**PROBLEM DESCRIPTION:** All of the data below must be repeated exactly.

**PROVIDED ENTRIES:**
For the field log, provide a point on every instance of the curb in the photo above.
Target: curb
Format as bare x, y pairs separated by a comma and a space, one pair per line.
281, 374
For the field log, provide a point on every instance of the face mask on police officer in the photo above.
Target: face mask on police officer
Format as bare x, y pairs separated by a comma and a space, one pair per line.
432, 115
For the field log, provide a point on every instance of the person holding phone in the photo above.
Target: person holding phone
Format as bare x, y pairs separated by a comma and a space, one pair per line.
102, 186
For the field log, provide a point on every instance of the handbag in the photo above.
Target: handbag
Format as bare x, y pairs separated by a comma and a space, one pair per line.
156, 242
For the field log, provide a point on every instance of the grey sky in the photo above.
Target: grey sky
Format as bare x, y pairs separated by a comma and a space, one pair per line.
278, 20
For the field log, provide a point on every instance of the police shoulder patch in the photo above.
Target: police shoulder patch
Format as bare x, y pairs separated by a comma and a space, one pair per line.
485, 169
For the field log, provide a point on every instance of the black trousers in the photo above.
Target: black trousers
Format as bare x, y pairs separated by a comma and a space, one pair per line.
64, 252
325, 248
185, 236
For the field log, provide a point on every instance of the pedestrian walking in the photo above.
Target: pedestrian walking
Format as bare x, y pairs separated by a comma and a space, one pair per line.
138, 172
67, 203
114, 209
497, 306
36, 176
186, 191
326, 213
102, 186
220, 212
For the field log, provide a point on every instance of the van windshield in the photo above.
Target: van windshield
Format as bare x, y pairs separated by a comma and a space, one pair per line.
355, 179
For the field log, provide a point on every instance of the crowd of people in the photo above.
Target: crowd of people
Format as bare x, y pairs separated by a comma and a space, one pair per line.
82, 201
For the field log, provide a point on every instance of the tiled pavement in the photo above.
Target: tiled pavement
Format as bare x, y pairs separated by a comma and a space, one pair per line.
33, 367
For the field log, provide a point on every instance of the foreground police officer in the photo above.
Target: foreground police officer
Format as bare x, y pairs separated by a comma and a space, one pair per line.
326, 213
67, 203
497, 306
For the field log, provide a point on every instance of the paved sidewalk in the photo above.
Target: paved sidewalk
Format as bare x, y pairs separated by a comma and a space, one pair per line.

**WRITTEN RESPONSE:**
For the field log, provide a point on every instance of the curb in the photo above.
Target: curb
Format as bare x, y pairs separated by a comma and a space, one pair per line.
281, 374
For the field log, provide a point on every instance of the face mask on police officer in the photo above.
Target: face mask on police officer
Format as bare x, y pairs separated by a comma and a space, one pair per line.
432, 115
For the field log, provide a point on every instance of the person holding phone in the photo above.
Target: person holding phone
Format as bare x, y pairs separated by a comma and a space, one pair per line.
102, 186
For the field log, provide a point on every instance of the handbag in the photo above.
Target: handbag
Format as bare x, y pairs separated by a comma and a space, one pair per line.
156, 242
For the field log, provide a point on every instance of the grey sky in the photo above.
Target: grey sky
Format as bare x, y pairs separated by a comma and a space, one pair per line.
278, 20
For the field log, provide a point on every instance of the police shoulder patch in the photo above.
Target: police shoulder patch
Format as bare x, y pairs separated by a comma and a space, one pair per line.
485, 169
For the field log, provide a point on every instance of the black trousers in the photo above.
Target: black trousers
Format as bare x, y pairs separated by a comma and a space, one pair per line.
64, 252
325, 248
185, 236
For the field log, provide a point on every instance of the pedestrian walking in the photo above.
Target: pedestrian walking
Format as bare x, y pairs separated by a comma and a space, one pair per line.
138, 172
67, 203
114, 209
497, 306
36, 176
186, 191
326, 213
102, 186
220, 212
For the field log, provide a point on every instance of the van windshield in the photo above.
Target: van windshield
Format as bare x, y pairs separated by a comma and a space, one pair per line.
355, 179
For the field log, provide a point on every instance of the crowd of people in the photo above.
Target: crowd of people
Format as bare x, y pairs separated by a comma and a space, one pair per line.
82, 201
For the field log, provide a point on every instance of the tiled pavement in the photo above.
Target: tiled pavement
Format as bare x, y pairs separated by a comma and a space, one pair per line.
33, 367
For the field log, provide a point on every instance of the foreground police officer in the photo above.
Target: foreground police officer
Format as bare x, y pairs separated by a comma and a space, one pair per line.
326, 213
67, 203
497, 306
For the field log, provide a point on every instance of the paved sidewalk in the photo above.
Target: paved sidewalk
Format as bare x, y pairs separated by a comma and a space, one pair per line.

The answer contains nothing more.